Saved data entries
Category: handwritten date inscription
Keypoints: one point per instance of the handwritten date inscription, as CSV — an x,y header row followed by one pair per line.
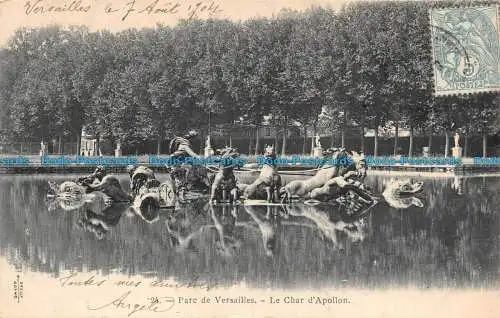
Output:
x,y
187,9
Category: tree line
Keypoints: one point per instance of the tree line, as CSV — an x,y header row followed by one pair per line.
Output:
x,y
367,65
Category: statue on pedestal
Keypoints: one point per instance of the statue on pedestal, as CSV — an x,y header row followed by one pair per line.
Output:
x,y
43,149
208,147
118,150
318,142
318,150
457,150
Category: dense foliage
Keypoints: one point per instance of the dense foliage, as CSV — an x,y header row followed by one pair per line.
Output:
x,y
368,65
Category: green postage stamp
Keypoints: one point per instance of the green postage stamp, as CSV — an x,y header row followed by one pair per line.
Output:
x,y
465,49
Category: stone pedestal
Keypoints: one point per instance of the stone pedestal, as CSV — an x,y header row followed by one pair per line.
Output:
x,y
456,152
208,152
318,152
425,151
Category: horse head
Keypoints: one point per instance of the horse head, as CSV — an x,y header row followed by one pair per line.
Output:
x,y
269,151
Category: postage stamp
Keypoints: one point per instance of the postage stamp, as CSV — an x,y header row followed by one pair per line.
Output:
x,y
465,49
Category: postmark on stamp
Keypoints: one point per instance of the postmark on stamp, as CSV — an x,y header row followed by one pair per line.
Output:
x,y
465,48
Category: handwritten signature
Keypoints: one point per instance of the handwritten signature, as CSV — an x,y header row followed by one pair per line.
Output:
x,y
156,304
188,9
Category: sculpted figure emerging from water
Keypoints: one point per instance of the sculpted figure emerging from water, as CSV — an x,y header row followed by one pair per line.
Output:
x,y
268,180
224,185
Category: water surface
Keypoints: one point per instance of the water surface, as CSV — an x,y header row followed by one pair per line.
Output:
x,y
453,241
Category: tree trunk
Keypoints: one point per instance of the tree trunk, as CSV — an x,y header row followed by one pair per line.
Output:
x,y
446,144
396,135
250,145
343,137
410,147
78,143
466,145
312,140
276,141
304,145
60,144
283,146
485,145
362,132
430,142
158,145
257,146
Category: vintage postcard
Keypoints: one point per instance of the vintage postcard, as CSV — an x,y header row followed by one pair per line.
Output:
x,y
278,158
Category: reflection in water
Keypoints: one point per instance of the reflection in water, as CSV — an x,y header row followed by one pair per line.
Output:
x,y
451,241
458,184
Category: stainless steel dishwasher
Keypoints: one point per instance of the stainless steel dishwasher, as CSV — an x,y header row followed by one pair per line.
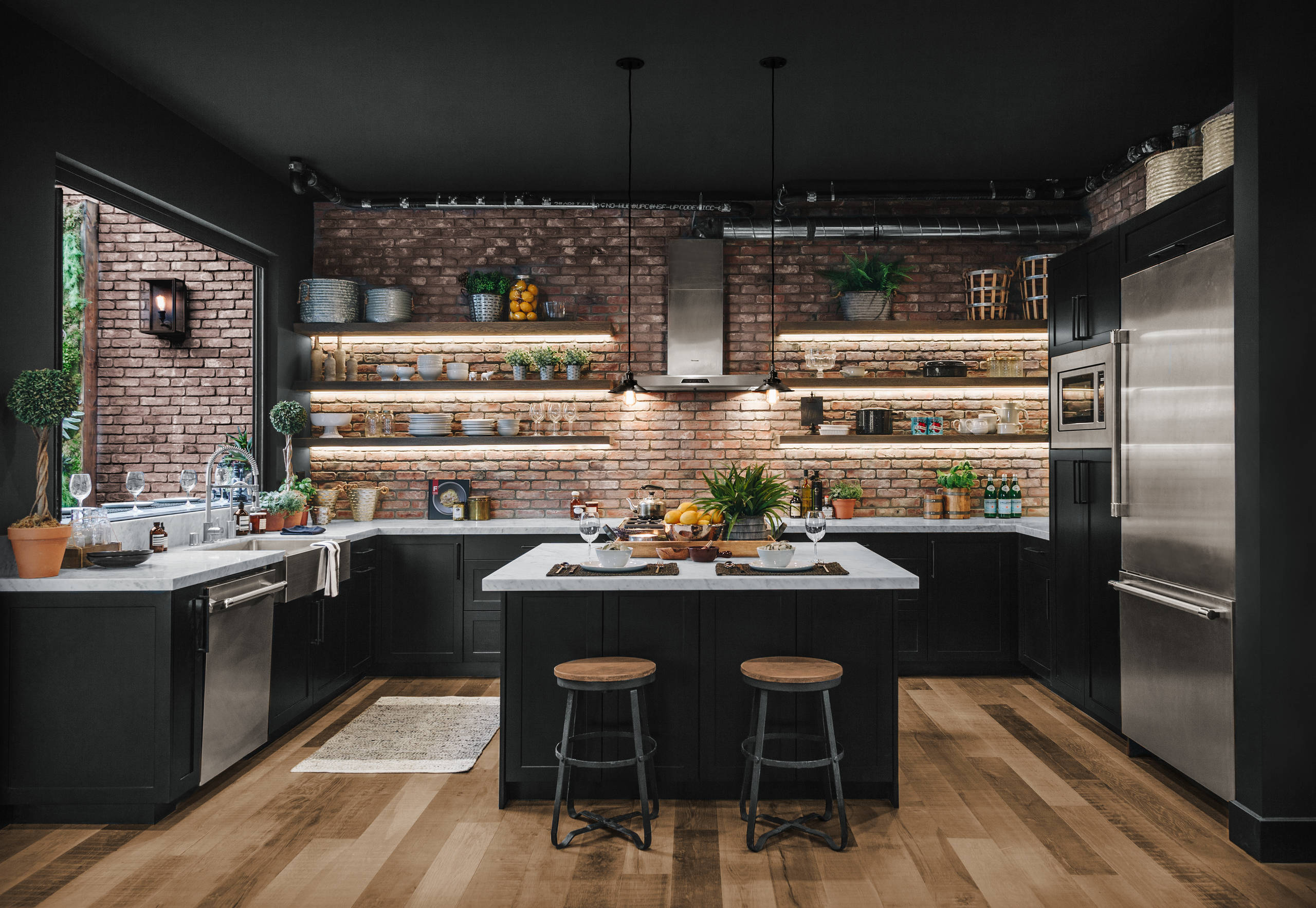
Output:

__PROBLEM TO SOLVE__
Rewrite the part of the records that opens with the line containing "Category: reflection in water" and runs to the end of the records, keeping the requests as they are but scaling every x,y coordinate in the answers by 2.5, rounded to whole numbers with halves going up. Leave the pictures out.

__RESPONSE BELOW__
Category: reflection in water
Keypoints: one point per instance of the reflection in water, as CSV — an x,y header row followed by one pair per line.
Output:
x,y
1128,603
1145,460
Category: stainless steel dishwasher
Keypoints: one point per instance of the stainless steel dishwasher, as CSV — an x,y header row followed by one pair per line.
Output:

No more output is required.